>> Begin Materials provided

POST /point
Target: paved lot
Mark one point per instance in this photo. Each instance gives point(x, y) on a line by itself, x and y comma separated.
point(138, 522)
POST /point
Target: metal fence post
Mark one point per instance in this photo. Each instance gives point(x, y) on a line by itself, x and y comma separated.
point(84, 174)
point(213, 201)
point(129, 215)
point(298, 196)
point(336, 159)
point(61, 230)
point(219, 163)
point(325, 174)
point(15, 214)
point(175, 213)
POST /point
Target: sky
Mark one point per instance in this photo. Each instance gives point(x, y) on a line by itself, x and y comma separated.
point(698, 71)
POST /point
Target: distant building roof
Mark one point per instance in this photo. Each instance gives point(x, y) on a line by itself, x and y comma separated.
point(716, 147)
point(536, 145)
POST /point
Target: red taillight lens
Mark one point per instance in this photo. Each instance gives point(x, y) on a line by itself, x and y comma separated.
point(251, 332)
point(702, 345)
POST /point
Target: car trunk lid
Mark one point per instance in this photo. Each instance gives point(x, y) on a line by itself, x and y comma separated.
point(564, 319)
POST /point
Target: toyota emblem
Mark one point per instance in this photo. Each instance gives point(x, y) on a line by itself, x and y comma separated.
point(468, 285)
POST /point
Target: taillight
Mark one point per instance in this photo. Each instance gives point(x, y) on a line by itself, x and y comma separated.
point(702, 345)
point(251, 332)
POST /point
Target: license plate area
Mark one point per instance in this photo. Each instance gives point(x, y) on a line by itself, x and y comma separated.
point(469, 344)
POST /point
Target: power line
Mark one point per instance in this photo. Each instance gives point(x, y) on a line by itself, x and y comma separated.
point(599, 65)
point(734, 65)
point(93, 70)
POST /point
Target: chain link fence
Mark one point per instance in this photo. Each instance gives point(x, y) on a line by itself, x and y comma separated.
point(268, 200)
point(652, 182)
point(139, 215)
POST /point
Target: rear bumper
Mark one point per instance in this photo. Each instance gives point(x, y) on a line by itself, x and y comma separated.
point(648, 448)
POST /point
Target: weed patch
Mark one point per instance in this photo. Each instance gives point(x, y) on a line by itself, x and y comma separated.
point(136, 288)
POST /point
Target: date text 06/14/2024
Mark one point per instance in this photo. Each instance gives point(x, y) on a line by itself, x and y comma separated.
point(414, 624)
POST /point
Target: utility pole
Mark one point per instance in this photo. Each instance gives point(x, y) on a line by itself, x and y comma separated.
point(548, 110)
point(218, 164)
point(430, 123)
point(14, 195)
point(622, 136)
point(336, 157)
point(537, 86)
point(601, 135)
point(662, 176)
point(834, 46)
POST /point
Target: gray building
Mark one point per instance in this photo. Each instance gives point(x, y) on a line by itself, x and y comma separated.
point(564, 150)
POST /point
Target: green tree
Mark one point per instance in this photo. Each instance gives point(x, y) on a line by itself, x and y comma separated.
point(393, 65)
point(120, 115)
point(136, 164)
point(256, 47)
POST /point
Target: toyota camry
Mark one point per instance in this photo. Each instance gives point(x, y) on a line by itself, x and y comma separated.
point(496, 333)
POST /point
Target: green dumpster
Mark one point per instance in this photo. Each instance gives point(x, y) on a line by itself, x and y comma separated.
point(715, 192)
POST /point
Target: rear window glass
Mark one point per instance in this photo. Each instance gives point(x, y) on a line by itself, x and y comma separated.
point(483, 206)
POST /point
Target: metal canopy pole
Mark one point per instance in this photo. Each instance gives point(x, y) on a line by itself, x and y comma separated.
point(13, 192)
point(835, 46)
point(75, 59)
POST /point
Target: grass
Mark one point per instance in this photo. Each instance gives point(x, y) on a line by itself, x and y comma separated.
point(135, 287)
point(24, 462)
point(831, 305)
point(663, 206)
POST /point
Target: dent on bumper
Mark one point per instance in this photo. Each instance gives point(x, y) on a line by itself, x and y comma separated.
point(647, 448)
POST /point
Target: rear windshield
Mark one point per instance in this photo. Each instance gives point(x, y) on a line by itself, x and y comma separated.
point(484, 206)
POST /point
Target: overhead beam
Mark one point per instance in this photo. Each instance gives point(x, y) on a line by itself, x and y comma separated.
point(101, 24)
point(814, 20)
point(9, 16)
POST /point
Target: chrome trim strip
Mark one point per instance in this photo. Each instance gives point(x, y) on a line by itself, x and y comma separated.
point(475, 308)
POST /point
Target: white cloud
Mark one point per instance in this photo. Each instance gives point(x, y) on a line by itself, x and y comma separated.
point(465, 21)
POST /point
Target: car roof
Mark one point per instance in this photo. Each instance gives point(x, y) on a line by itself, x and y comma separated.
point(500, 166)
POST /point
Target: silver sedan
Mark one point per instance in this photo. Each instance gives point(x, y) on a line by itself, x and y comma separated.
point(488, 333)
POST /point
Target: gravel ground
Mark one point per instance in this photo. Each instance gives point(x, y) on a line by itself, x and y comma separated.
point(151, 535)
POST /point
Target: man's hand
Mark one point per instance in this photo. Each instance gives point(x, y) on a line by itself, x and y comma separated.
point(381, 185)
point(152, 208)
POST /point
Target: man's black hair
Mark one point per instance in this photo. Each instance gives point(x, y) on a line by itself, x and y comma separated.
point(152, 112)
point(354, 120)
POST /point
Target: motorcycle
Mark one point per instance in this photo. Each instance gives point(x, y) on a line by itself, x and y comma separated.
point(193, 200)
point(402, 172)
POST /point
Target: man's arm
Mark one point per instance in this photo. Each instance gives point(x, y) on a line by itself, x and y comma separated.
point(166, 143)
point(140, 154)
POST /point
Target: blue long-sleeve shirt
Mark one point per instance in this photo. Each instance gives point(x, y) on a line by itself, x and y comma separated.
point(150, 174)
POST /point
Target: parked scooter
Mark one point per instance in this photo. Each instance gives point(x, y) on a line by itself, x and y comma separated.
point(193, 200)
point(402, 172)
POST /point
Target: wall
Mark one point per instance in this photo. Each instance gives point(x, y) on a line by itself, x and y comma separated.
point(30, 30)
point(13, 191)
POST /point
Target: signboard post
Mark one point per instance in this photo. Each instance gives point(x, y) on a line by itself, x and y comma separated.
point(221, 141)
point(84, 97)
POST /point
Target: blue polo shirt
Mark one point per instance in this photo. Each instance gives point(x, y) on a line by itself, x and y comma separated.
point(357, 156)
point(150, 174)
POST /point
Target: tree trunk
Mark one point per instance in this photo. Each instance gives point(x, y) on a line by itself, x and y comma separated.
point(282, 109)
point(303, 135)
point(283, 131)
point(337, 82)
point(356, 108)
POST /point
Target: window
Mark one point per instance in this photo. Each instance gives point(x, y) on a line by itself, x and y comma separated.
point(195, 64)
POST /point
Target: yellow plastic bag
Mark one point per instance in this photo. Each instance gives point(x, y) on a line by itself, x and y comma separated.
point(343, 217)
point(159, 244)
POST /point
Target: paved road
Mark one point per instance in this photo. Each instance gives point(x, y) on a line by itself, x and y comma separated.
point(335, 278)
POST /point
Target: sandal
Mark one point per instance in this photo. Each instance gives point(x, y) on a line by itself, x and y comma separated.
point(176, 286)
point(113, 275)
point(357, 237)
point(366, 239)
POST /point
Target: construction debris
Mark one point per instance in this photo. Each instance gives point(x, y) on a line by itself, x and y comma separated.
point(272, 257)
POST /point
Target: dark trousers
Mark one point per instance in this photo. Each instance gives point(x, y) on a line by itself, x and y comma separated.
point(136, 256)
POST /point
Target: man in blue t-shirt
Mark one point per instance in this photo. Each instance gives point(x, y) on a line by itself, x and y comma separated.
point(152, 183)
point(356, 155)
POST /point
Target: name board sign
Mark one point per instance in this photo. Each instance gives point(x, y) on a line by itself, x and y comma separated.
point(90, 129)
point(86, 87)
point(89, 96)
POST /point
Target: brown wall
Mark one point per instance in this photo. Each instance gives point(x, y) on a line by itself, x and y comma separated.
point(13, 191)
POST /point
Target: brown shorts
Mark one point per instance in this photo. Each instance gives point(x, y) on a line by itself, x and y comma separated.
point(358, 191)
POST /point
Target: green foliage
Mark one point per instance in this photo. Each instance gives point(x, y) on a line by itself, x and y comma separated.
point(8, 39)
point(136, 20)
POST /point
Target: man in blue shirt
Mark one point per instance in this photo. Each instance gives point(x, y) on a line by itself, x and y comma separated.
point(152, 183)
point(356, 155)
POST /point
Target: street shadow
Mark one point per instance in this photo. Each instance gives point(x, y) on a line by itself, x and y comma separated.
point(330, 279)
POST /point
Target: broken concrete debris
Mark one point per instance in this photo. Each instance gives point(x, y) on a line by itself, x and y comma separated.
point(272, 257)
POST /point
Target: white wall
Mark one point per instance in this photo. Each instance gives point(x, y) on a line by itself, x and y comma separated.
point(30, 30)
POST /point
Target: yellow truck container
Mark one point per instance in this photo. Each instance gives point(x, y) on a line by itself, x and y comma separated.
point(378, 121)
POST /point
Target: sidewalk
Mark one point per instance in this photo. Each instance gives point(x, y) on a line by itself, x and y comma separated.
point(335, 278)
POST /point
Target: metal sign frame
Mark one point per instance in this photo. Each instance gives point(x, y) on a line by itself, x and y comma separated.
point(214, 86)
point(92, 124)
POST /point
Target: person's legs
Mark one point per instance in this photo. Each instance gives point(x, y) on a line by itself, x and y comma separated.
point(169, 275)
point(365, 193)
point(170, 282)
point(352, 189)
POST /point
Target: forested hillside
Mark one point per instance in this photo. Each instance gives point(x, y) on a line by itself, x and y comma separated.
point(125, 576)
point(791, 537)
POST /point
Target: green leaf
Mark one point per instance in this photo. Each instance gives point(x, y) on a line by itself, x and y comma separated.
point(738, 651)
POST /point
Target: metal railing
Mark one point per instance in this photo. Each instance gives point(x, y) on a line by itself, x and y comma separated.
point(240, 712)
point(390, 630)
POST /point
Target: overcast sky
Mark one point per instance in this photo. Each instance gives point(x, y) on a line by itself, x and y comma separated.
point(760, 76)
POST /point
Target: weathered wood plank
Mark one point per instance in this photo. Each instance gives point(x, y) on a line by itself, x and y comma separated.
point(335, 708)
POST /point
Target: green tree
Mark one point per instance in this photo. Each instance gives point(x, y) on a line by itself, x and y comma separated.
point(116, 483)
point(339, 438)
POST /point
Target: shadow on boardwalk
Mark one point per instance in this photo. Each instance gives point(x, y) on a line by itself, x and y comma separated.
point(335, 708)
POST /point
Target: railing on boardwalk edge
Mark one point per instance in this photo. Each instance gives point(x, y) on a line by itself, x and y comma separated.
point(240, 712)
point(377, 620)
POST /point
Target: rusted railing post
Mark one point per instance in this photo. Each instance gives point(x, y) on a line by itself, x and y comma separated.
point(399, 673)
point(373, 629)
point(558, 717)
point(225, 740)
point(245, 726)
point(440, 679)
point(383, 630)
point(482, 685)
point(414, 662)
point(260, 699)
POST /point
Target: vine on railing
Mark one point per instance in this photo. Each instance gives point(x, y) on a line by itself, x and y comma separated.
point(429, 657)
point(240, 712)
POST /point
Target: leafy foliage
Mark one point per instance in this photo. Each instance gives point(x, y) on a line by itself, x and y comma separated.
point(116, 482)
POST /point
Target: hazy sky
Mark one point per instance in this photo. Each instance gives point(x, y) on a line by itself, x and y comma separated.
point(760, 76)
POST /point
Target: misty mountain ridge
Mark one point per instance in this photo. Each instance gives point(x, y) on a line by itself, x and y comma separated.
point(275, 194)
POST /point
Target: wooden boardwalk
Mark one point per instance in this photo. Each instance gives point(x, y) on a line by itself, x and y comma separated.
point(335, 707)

>> End Materials provided

What the task asks » How many lines in the records above contain the string "shirt"? Case counts, and the reply should be the number alone.

Response for this exercise » 4